§ **理解度チェック**:
A. 新世界の観光についての原文抜粋では、國領翔太さんが自衛隊に入隊したのは何年とされていますか。
B. 新世界の観光の現状を伝える記事を、最後の文の後から書き継いでください。

§ **原文抜粋**:
────────

大阪・新世界の観光現状は? 通天閣社長「綱渡りの経営」人力車俥夫「耐えしのぐしかない」【#コロナとどう暮らす】
大阪・新世界の観光現状は? 通天閣社長「綱渡りの経営」人力車俥夫「耐えしのぐしかない」【#コロナとどう暮らす】
今月3日、大阪・新世界の老舗ふぐ料理店「づぼらや」(大阪市浪速区)の巨大ふぐ看板が撤去され、店舗に「ほな!さいなら」というメッセージが掲げられたことが話題となった。大正9年創業の老舗が新型コロナウイルスの影響などによる経営悪化で今月15日に閉店するためだが、大きな名物が消え、大阪を代表する観光地、新世界に衝撃が走った。しかし、地元の商売人たちは「感染を抑えつつ経済も回さねば」と、日々必死になって奮闘中。そんな現状を地元をかける人力車俥夫(しゃふ)と通天閣観光社長に聞いてみた。 【拡大写真】大阪モデル周知点灯に協力していた通天閣 8月31日撮影時には、まだ「づぼらや」のふぐ看板もあった
新世界・丸めがねで人力車曳く元自衛隊員の俥夫
「ふぐ看板が消えると、風景が一変してしまいました。僕らの商売もこの半年で一変しましたけど」と話すのは、先の巨大ふぐ看板付近を拠点に、人力車観光業「俥天力」を営む俥夫の國領翔太さん。2012年から愛嬌のある丸メガネに短髪姿で人力車を曳く姿は、いまや新世界の名物となっており、「翔ちゃん」の愛称で親しまれている。 そんな國領さんの前職は自衛隊に所属。高校卒業後の2004年に入隊、タンプ車両中隊などにも配属され、2006年に任期満了で退職後、京都で見かけた人力車俥夫にあこがれ、修行を積んで新世界で独立したという苦労人だ。 開業当初は、新世界でなかなか人力車が根付かなかった。しかし、営業努力を重ね、新世界の商店主らからも一目置かれ、商店会の会議などにも呼ばれるようになり、新世界の盛り上げにも一役買っている。

────────

§ **データ**:
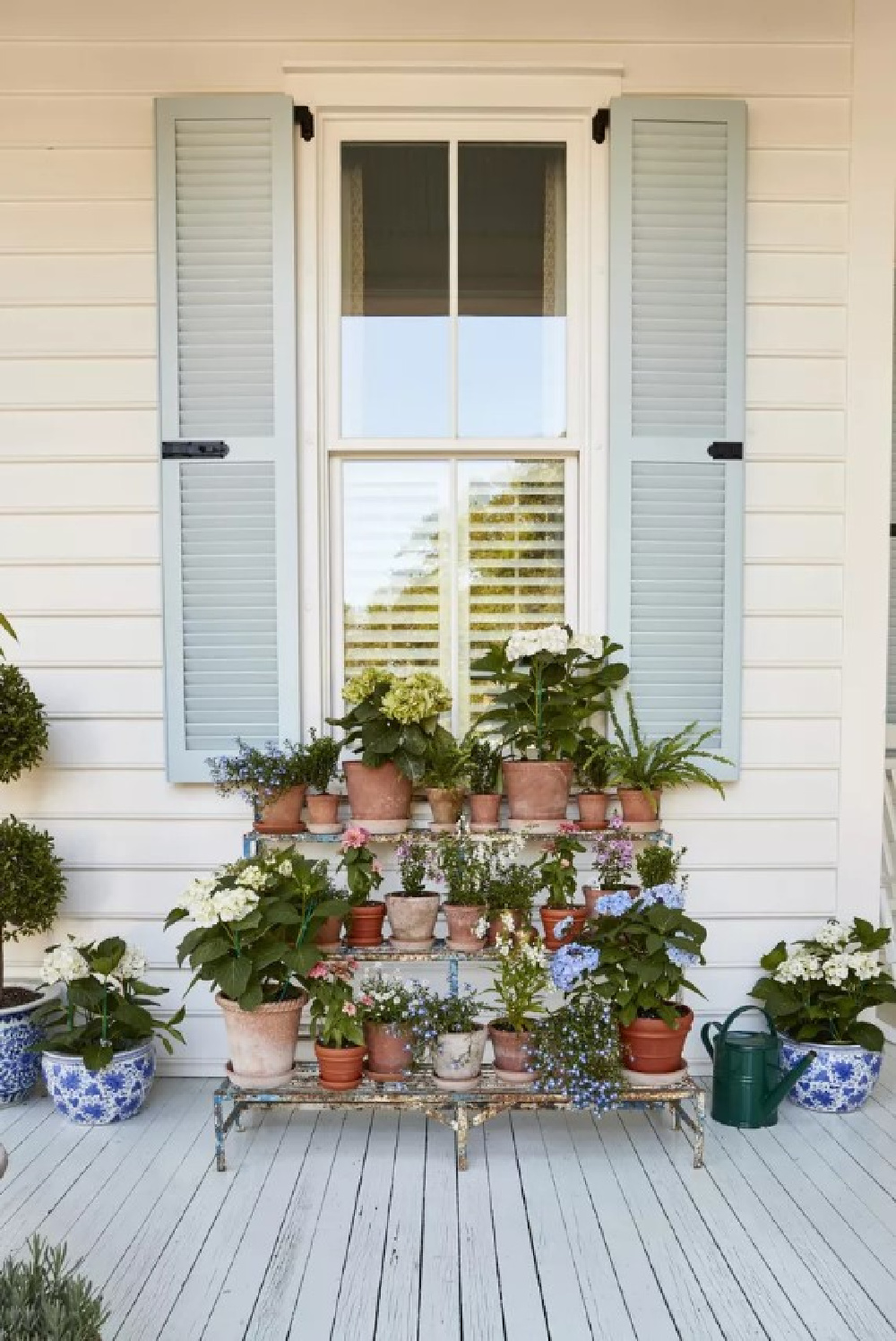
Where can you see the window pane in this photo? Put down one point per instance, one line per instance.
(396, 329)
(512, 299)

────────

§ **回答一覧**:
A. 2004年です。

B.
桜めぐり、婚礼人力車などがすべてキャンセルに
近年は、大阪がインバウンド(訪日外国人客)により活性化した波に乗り、新世界もあふれんばかりの人でにぎわいをみせていた。しかし、新型コロナウイルスの影響で客足は途絶えていった。 「2月までは順調でしたが、3月くらいから感染拡大の影響が出始め、4月の緊急事態宣言直前から5月末まで休業しました」(國領さん) 新型コロナウイルスの影響で、人力車での新世界めぐりをはじめ、出張形式で行う春の桜めぐり、婚礼人力車の予約もすべてキャンセルとなった。